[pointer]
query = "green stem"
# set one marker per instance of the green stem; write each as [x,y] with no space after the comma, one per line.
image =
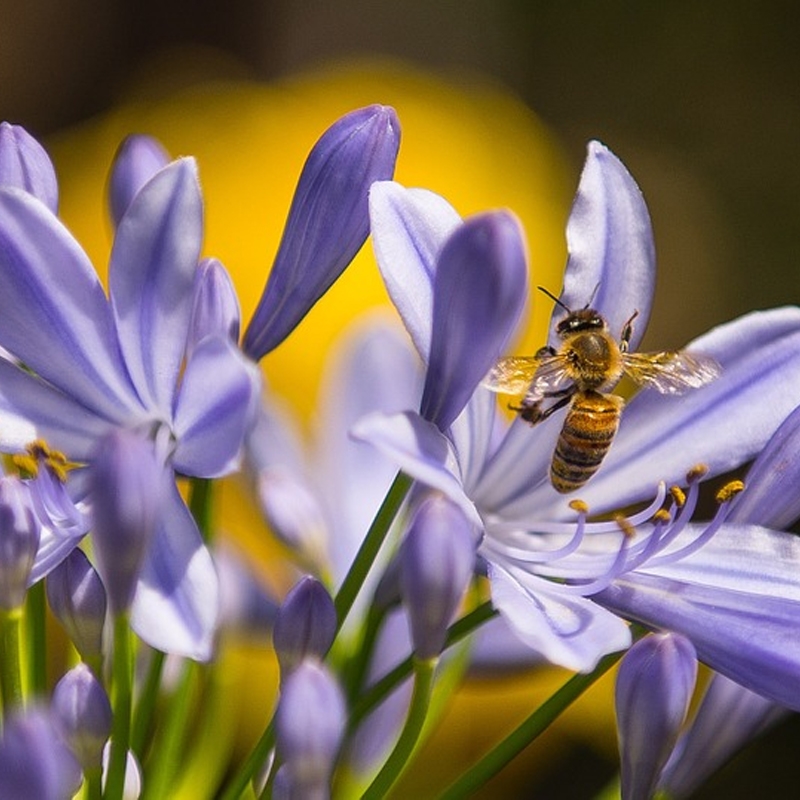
[503,753]
[36,634]
[458,631]
[10,670]
[424,671]
[368,551]
[167,754]
[121,692]
[257,757]
[146,704]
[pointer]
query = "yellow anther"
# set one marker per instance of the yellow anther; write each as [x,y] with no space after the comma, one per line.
[678,495]
[697,472]
[579,506]
[729,491]
[625,526]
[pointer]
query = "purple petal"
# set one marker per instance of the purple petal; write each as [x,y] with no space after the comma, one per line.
[770,496]
[612,264]
[177,600]
[655,682]
[478,296]
[24,164]
[32,409]
[137,160]
[215,409]
[328,221]
[420,450]
[750,638]
[151,280]
[54,315]
[215,311]
[566,629]
[409,227]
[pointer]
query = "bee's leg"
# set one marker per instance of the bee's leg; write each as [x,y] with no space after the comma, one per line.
[627,332]
[532,412]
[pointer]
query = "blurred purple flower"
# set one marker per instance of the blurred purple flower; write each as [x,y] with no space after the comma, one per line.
[563,583]
[94,364]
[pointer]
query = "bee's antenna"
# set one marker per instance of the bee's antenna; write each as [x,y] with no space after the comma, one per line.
[555,299]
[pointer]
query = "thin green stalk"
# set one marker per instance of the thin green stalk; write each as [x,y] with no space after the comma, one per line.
[508,749]
[368,551]
[10,669]
[458,631]
[146,704]
[122,674]
[166,756]
[36,635]
[424,671]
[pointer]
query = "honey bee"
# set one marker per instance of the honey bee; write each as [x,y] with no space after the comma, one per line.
[580,374]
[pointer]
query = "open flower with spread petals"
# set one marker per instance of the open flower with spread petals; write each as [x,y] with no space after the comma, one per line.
[564,583]
[83,364]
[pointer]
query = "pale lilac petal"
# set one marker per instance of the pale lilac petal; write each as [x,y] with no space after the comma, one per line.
[728,718]
[24,163]
[54,315]
[770,496]
[137,160]
[176,606]
[750,638]
[215,409]
[32,409]
[566,629]
[215,310]
[151,279]
[661,437]
[479,292]
[611,262]
[328,221]
[409,227]
[420,450]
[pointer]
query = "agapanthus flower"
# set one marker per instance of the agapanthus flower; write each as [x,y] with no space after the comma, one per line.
[84,364]
[564,583]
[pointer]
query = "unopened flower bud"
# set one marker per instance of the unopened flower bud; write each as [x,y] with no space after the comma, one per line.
[328,221]
[78,599]
[438,559]
[19,541]
[305,626]
[24,164]
[126,482]
[137,159]
[309,724]
[82,715]
[655,682]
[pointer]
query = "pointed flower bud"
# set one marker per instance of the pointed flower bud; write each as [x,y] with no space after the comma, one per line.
[24,164]
[78,599]
[137,159]
[34,762]
[309,724]
[437,562]
[215,310]
[126,481]
[82,715]
[19,541]
[328,221]
[479,292]
[305,626]
[654,686]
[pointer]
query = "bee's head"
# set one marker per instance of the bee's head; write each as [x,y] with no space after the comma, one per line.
[584,319]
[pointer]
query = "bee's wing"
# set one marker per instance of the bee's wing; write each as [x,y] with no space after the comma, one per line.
[532,376]
[671,372]
[512,375]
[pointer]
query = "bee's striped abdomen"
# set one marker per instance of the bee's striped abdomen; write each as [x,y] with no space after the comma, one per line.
[589,429]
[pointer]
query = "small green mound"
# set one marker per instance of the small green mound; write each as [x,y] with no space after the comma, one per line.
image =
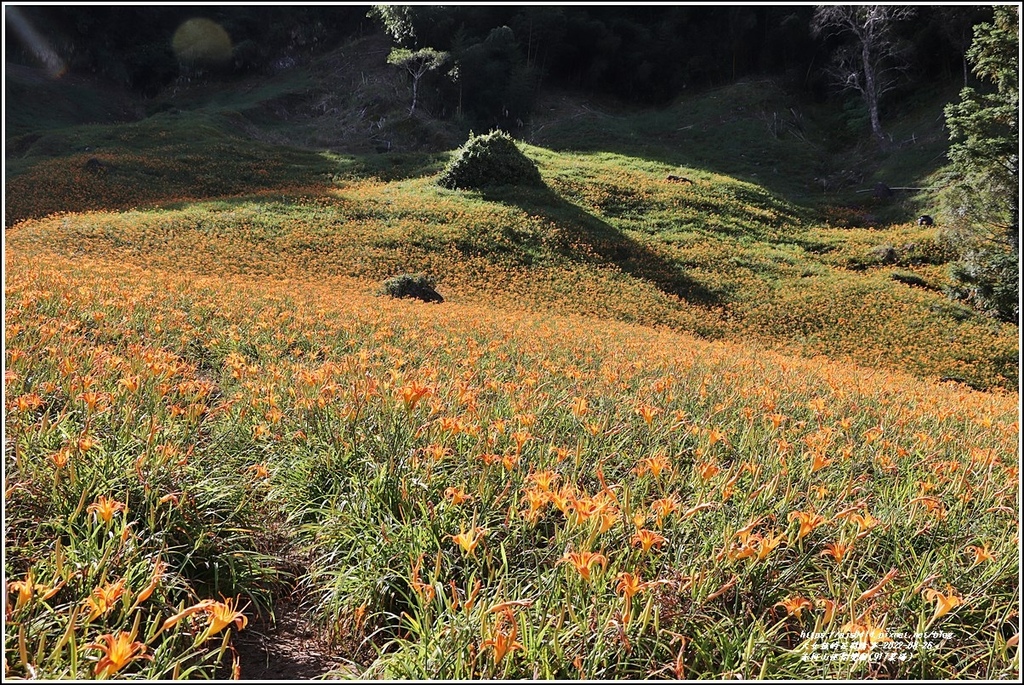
[487,161]
[418,286]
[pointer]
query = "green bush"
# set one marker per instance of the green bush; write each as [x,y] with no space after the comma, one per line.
[419,286]
[989,280]
[489,160]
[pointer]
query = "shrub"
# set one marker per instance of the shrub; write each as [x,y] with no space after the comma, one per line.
[489,160]
[989,280]
[419,286]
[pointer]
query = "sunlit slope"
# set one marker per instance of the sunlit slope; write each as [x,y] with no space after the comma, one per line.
[609,236]
[248,416]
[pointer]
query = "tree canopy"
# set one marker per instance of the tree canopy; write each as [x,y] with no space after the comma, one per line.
[983,180]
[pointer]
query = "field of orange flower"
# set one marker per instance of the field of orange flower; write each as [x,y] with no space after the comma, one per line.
[473,490]
[657,429]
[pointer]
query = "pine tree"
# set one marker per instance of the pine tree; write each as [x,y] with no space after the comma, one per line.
[980,201]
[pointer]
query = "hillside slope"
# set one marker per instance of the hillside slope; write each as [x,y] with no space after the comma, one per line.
[244,181]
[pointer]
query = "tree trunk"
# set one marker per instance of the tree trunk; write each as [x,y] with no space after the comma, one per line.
§
## [INSTRUCTIONS TO FOLLOW]
Set down the material again exactly. Don't carry over any pictures.

## [ANSWER BOX]
[pointer]
query = "green stem"
# set one marker per instance of the green stem; write each as [x,y] with no space after the comma, one per line.
image =
[503,753]
[36,634]
[458,631]
[10,670]
[424,671]
[368,551]
[167,754]
[121,692]
[257,757]
[146,704]
[pointer]
query = "yellow anther"
# set one marker per instance of the yellow anther; write each as [x,y] with no space after the comma, one per line.
[678,495]
[697,472]
[579,506]
[729,491]
[625,526]
[pointer]
query = "purple petal"
# set one marker per instance of the purple petal; write each as [x,y] with no space after the comma, one per line.
[770,496]
[612,264]
[177,600]
[655,682]
[478,296]
[24,164]
[32,409]
[137,160]
[215,409]
[328,221]
[420,450]
[750,638]
[151,280]
[54,315]
[215,311]
[566,629]
[409,227]
[pointer]
query = "bee's leg"
# set one marker per instance of the bee's leg; write each as [x,y] with no space after the comma, one per line.
[627,332]
[532,412]
[pointer]
query = "blurred purple flower"
# set one marker per instance of the blurred purple flower; write each as [x,y] with no space after the comma, one per line.
[563,583]
[94,364]
[pointer]
query = "bee's antenna"
# set one marker per instance of the bee's antenna; write each as [x,y] with no space after the comma, one per line.
[555,299]
[pointer]
query = "thin green stalk"
# set one marker per instance of the thin green stalk; write each as [x,y] with no space after the comma, one per line.
[508,749]
[368,551]
[10,669]
[458,631]
[146,704]
[122,674]
[166,756]
[36,635]
[424,671]
[pointer]
query = "honey bee"
# set one marker per instance of the honey bee; write each as [x,y] with no space after the comma, one per line.
[580,374]
[pointer]
query = "open flower with spread petals"
# set one marker per instance of the open flower with spread petals; write each as [x,y] with no space after the comma, one per line.
[564,583]
[83,364]
[pointer]
query = "pale lilac petal"
# set one marker per instance of the pale lilac petal; write each as [x,y] with no space after the comma, one per line.
[728,718]
[24,163]
[54,315]
[770,496]
[137,160]
[176,606]
[750,638]
[215,409]
[32,409]
[566,629]
[215,310]
[151,279]
[661,437]
[479,292]
[611,262]
[328,221]
[409,227]
[420,450]
[pointer]
query = "agapanthus flower"
# set one marker per instance of the agapanthus flower; write each as [x,y] with no space after the comma, one per line.
[84,364]
[564,583]
[pointer]
query = "unopened flower bud"
# set one marker per instance of the unopened flower bud; write each as [x,y] with no space after the comma, one per line.
[328,221]
[78,599]
[438,559]
[19,541]
[305,626]
[24,164]
[126,482]
[137,159]
[309,724]
[82,715]
[655,682]
[pointer]
query = "pointed flower bud"
# set one marker per instance of the pointed flower bud; write each as [x,y] with no space after the comma, one per line.
[24,164]
[78,599]
[137,159]
[34,762]
[309,724]
[437,562]
[215,310]
[126,481]
[82,715]
[19,541]
[328,221]
[479,292]
[305,626]
[654,686]
[pointer]
query = "bee's head"
# set one marker per instance of the bee's head; write each as [x,y] with no space after the comma, one per line.
[584,319]
[pointer]
query = "bee's wing"
# set one marker per instance of the bee's wing; write each as [x,y] with no space after the comma, one per line.
[532,376]
[671,372]
[512,375]
[pointer]
query = "bee's striped abdomen"
# set one marker per instance of the bee's striped abdomen; write each as [x,y] with no space after the comma, one per line.
[589,429]
[pointer]
query = "small green mound"
# set one marker per instance of the small green mound; write each as [x,y] with no space after the comma, one per line.
image =
[487,161]
[418,286]
[pointer]
query = "green bush"
# set one marker per instance of the green bush; write each as [x,y] with no space after the comma, one per line.
[419,286]
[989,280]
[489,160]
[pointer]
query = "shrub"
# set one marker per instance of the shrub; write each as [x,y] with no space after the comma, one per line.
[489,160]
[989,280]
[419,286]
[pointer]
query = "sunlit slope"
# set one marker per instance of the sunlit slope; write each as [x,y] with no space after the comma, one per line.
[609,236]
[248,416]
[pointer]
query = "tree canopy"
# set one marker per instance of the tree canopy; write each as [x,y] with no space after the comma, one per line.
[983,180]
[pointer]
query = "field of orange flower"
# set one marker per instance of the field of orange flower; write each as [x,y] with no space after the comma, one per line.
[473,490]
[657,429]
[pointer]
query = "pine tree"
# set one marker per instance of the pine tree; write each as [x,y] with no space after the comma, one per line.
[980,201]
[pointer]
query = "hillside slope"
# set one marker per instance of the hillside slope; write each as [x,y] with no space after the comma, one per line.
[244,181]
[pointer]
query = "tree trunk"
# set one marker per instance of the tree trunk; write each as [x,y] with no space after the comma, one per line.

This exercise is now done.